| Source |
*-*-*

Yesterday I had the good fortune of seeing the British theatre company Forced Entertainment here in Barcelona’s CCCB… and for just 7 euros!!! What a luxury, and what a beautiful way to close the great experience that teaching contemporary British theatre has been this semester. In case you’ve never heard of them, Tim Etchell’s company specialises in post-dramatic theatre, which is a trendy, vague way of calling shows which refuse to follow rules regarding plot or characterisation (perhaps ‘anti-drama’ would be a better label?). The one I saw, Spectacular, had two actors on stage: a very nice man wearing a skeleton mask and disguise, which suggest he is death one way or another, and a woman. She ‘dies’ in absolute agony for most of the show as he softly tells the audience how the performance is not at all progressing as usual. This lasted for about 80 minutes, more or less like a university lecture, and this is why I thought that ‘forced entertainment’ is an ironic label that applies to performing as fitly as to teaching. Who is forced? I’m not so sure…

To my surprise about 10 members of the audience (150 in total?) left in the middle of the show (in two separate groups, I mean). They were not entertained, forcefully or otherwise. I was glad then that students don’t do that (but I also wondered how long will it be before they catch the habit… now they go to the bathroom at least once). I myself managed not to look at my watch, always a good sign that I’m having a good time at the theatre, though I saw others doing it. One of my students, by the way, was there, earning extra points, but she left too fast for me to chat with her about the show. I did chat with my companions, two doctoral students who specialise in contemporary British drama, and we agreed that some forms of entertainment entail hard work –not as you’re entertained but in preparation for the kind of entertainment you’re being offered. We found the show funny, witty and deep and apparently so did many in the audience who cheered, clapped and even bravoed the actors (poor Claire, dying hard for so long…) As I walked out of CCCB, however, I heard a young man complain to his mates that a friend had conned him by promising that Forced Entertainment were the best company in the world. “Fancy what the worst must be like,” he quipped. At least he had stayed the whole show through.

*-*-*

| What is asked |
1. From the post about Forced Entertainment, list the three adjectives the writer and companions agreed described the show.
2. According to the post about Forced Entertainment, roughly how long did the show Spectacular last?
3. Write the next part of the post about Forced Entertainment, picking up after its final sentence.

| Provided material |
*-*-*

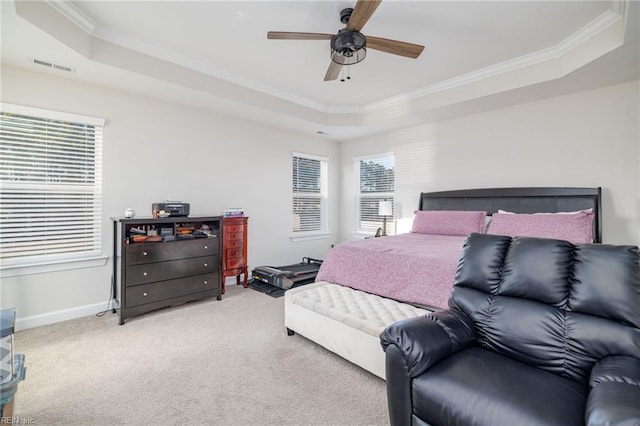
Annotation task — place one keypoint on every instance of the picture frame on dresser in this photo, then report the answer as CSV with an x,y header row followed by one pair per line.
x,y
166,262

*-*-*

| Responses for each task |
1. funny, witty, deep

2. About 80 minutes.

3.
Again: why put up with something not meant for you? I am not saying you should enjoy Forced Entertainment. I believe their name is an open, ironic acknowledgement that audiences sometimes put themselves through very odd experiences in their search for entertainment and/or enlightenment. What I’m saying is that none should force themselves to take up something they don’t enjoy, whether this is postdramatic theatre or a degree in English, with plenty of Literature.

So: find whatever you enjoy, do enjoy it and don’t spoil other people’s pleasure in what they love. There you are: today’s message.


Yes, I’m always complaining, I know. I wish I could say that all the first-year students that took the English Literature quiz last Thursday passed it with flying colours. The truth is, mark this, that only 16 out of 59 managed to score at least 50 points (out of 100).

What was the quiz about? Based on our handbook, Introduction to English Literature, it required students to identify the author for each entry in a list of 50 titles and also to assign to him/her to a period or school that had to be chosen from a closed list. It was devised as an excuse for students to read the handbook, produce a basic chronological scheme for all of Modern English Literature and learn to identify as many authors as possible, all of this in preparation for the rest of the Literature subjects in the degree. Instead, I very much fear that many students assumed that the quiz was a simple, terribly old-fashioned memoristic exercise. Perhaps, some just highlighted authors and titles on the page and never read the rest of the handbook?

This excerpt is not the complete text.